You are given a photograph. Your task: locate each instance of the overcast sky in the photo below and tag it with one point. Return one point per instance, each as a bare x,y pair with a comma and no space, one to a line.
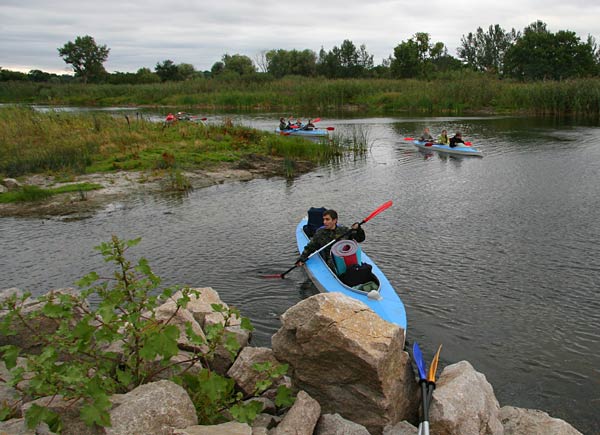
143,33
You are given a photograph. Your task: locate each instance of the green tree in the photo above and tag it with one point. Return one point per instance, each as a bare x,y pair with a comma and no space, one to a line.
283,62
345,62
8,75
86,58
121,344
239,64
167,70
418,57
484,51
186,71
145,75
540,54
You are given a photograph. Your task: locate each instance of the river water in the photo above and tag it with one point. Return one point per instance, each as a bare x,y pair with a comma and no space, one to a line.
497,258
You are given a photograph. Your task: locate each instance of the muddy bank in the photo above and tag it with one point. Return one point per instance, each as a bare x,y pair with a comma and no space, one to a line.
119,185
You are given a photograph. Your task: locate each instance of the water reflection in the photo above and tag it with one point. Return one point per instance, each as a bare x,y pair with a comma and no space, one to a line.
496,258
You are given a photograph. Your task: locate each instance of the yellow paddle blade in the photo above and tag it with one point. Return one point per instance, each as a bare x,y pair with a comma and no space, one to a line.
433,366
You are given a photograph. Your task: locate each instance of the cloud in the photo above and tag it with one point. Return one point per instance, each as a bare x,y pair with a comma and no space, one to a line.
141,34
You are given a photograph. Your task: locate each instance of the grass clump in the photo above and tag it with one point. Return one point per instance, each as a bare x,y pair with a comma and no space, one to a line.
35,193
58,142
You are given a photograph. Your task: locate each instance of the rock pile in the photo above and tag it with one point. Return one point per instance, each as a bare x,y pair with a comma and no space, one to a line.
348,369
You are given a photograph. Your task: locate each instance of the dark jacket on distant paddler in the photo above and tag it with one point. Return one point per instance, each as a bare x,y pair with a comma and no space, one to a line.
324,236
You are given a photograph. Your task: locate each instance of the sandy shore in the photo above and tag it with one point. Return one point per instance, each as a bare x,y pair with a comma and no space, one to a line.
118,185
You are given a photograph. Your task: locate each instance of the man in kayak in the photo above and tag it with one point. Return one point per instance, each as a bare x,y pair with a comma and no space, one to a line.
426,136
282,124
443,138
456,140
328,232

Task to carry out:
Copy the listing over exactly, skipping the pictures it holds.

Task answer:
You are given a photograph. Your task: locate each instance of the overcast sky in the photo below and tag it with one point. Return one point per instance, each as a bare x,y pair with a comma and no space, one to a line.
143,33
You are given a photograph. Your task: locate each instance of the green tree in the photo above and tag it with one point. Return one point per instance, each as a bare x,y pair with a comma and no space, one to a line.
283,62
345,62
8,75
86,58
121,344
239,64
167,70
418,57
484,51
186,71
145,75
540,54
You are given a photograph. Your task: locate each instance of the river water in the photo above and tag it with one point. Return one point per instance, each as a bare x,y pair with a comma and no space, one to a line.
497,258
You are given a photograph. Your task: locate each instance of the muddy bank in the photo above and tag it with one point. Return one point per instance, each as a bare x,y pair with a comma and no space, one to a line.
119,185
You are given a photograph. Your task: locate each instance of the water reflection in the photo above and tag it with one point. Return one point per instance, each as a bare x,y pair with a comma and no space, one to a line.
496,258
You are given a photograph. Your task: locate each instance of the yellow paddle blade in the photo above and tag it with one point. Return one point per instance, each as a bare x,y pair with a comma and no space, one to a line.
433,366
You are given a photograph. Your task: locate each instance of the cloud in the photo above and tag it with one point. Return one point per instance, each as a bare x,y pair with a comma and no space, one to a line.
141,34
You are given a photograph. Your task: locate each instance of the grass clump in the photo above and tag it with one point. Return one point per instance, each as a bare x,y pair with a comma and no space, one to a line.
35,193
58,142
You are given a photograph. Your task: locate each instance of the rock pile in the photo above and tag it with one point. Return one point per instance, each as a bare x,y pair with a comma and no space, one to a line.
348,369
You are given a photograph. Your task: locate each instance of the dark jacket on distant paddler in the photo above and tag it with one point. Return one point per instance, each as a bare x,y pair with a comma and no space, one to a line.
324,236
You are given a photograph. Your task: locate each instance of the sandy shore in the photo above and tag it with one point. Return one point per instance, each as a bare x,y pair with a comma and no space, one to a line.
118,185
You are given a photograph. Your task: locate each instance of the man in kayak in the photo above and tag it with one point. Return one point per instance, each as a bare x,y pair with a comma and no space, one to a line.
426,136
282,124
443,138
456,140
328,232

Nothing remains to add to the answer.